Aim: Repeat, without any change, the entries presented below.

========================

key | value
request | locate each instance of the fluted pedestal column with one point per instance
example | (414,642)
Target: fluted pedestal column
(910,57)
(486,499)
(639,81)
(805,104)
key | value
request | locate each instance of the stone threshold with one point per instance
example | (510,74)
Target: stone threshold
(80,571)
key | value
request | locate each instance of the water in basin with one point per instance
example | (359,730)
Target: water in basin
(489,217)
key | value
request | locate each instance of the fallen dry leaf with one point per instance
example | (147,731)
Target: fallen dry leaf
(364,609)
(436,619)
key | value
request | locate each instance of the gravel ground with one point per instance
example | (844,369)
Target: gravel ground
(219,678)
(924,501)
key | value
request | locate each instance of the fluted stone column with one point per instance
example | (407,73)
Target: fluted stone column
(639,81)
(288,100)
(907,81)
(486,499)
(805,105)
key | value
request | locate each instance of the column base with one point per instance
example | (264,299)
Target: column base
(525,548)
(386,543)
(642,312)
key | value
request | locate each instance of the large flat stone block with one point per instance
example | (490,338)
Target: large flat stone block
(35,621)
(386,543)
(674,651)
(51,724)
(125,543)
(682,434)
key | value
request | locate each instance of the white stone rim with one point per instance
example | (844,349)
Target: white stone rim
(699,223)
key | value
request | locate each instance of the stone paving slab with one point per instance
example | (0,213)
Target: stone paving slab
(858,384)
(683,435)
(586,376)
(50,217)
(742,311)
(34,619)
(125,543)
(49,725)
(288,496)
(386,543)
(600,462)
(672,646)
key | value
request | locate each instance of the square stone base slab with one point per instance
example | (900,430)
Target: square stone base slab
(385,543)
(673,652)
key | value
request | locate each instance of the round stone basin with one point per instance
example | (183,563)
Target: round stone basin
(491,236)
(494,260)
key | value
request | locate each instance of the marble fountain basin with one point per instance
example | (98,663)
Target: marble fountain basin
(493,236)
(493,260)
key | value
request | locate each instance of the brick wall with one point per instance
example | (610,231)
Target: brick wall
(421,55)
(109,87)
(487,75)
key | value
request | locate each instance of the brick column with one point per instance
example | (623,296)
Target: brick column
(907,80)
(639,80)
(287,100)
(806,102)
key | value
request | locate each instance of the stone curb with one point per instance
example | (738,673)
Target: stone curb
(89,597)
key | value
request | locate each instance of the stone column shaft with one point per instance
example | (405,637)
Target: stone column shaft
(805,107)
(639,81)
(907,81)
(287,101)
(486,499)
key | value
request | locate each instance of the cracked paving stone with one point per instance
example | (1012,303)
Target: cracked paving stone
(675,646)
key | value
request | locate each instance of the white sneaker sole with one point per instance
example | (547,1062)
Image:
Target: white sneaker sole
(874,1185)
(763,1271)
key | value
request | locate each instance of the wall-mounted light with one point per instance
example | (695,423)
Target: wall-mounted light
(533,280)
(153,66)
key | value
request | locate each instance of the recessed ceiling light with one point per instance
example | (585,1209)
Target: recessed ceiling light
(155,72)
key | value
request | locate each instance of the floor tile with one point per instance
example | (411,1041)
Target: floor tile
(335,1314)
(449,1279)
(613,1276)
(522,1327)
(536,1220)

========================

Exercise solution:
key | value
request | locate each instance of the fluted pedestal column with one point per instance
example | (414,642)
Target: fluted pedestal column
(910,57)
(486,499)
(639,81)
(805,104)
key | value
request | locate each instance of the stone threshold with one point per instance
example | (510,74)
Target: stone threshold
(80,571)
key | value
request | locate each instance of the water in basin with one point per instance
example | (359,730)
Target: water in basin
(489,217)
key | value
request | locate each instance of the fallen dry leaf with one point per instance
example | (147,731)
Target: fallen dry leaf
(364,609)
(436,619)
key | value
request | locate each instance of the gravel ground with one point per instance
example | (844,369)
Target: gravel ground
(219,678)
(924,501)
key | value
request | locate each instance of the fluted stone column with one point per instance
example | (407,73)
Target: fluted stone column
(639,81)
(288,100)
(907,81)
(486,499)
(805,105)
key | value
request | locate each instance of the column base with one point per instance
example | (264,299)
Target: column base
(525,548)
(386,543)
(642,312)
key | value
request | locate each instance of the large flat stone block with one point per instance
example | (490,338)
Target: large flat stone block
(35,621)
(386,543)
(674,651)
(51,724)
(125,543)
(682,434)
key | value
request | locate each instance of the white stone rim with one point per instance
example | (844,349)
Target: white stone rim
(699,223)
key | value
request | locate each instance of the stone paving slab with one point per instance
example | (0,213)
Target: stone paving slab
(858,384)
(683,435)
(586,376)
(50,217)
(742,311)
(34,619)
(125,543)
(49,725)
(288,496)
(386,543)
(600,462)
(672,646)
key | value
request | locate each instance of the square stone base slab with one point per instance
example | (900,430)
Target: square stone base slab
(385,543)
(673,652)
key | value
request | locate each instance of the round stone basin with one point per instance
example | (183,563)
Target: round stone basin
(491,236)
(494,260)
key | value
request | locate each instance of the marble fountain basin with one point per instance
example | (98,663)
Target: marble fountain basin
(493,236)
(493,260)
key | value
request | locate each instance of the brick wall with one point per instance
example | (610,231)
Target: brick wall
(421,55)
(109,87)
(487,75)
key | value
request | locate each instance of the brick column with one point per instance
example | (623,296)
Target: brick column
(907,80)
(639,80)
(287,100)
(806,102)
key | value
request | locate each instance of the stone curb with one point per instance
example | (738,673)
Target: stone curb
(89,597)
key | value
request | locate each instance of the stone column shaft with one point per instance
example | (405,637)
Target: stone column shaft
(805,107)
(639,81)
(907,81)
(287,101)
(486,499)
key | value
request | locate each instance of the cracked paving stone with one point per instance
example | (1012,303)
Target: cracked paving stone
(675,646)
key | value
request | locate each instance of the white sneaker sole with one point per instance
example | (547,1062)
Image:
Target: white sneaker sole
(874,1185)
(763,1271)
key | value
request | locate each instance of the wall-mounted light with one point per instance
example | (695,423)
Target: wall-mounted light
(533,280)
(153,66)
key | value
request | locate each instance of the recessed ceiling light with one point per instance
example | (585,1209)
Target: recessed ceiling light
(155,72)
key | value
request | locate each instance of the floor tile with one point per instance
example | (411,1041)
Target: floor tile
(335,1314)
(449,1279)
(613,1276)
(522,1327)
(536,1220)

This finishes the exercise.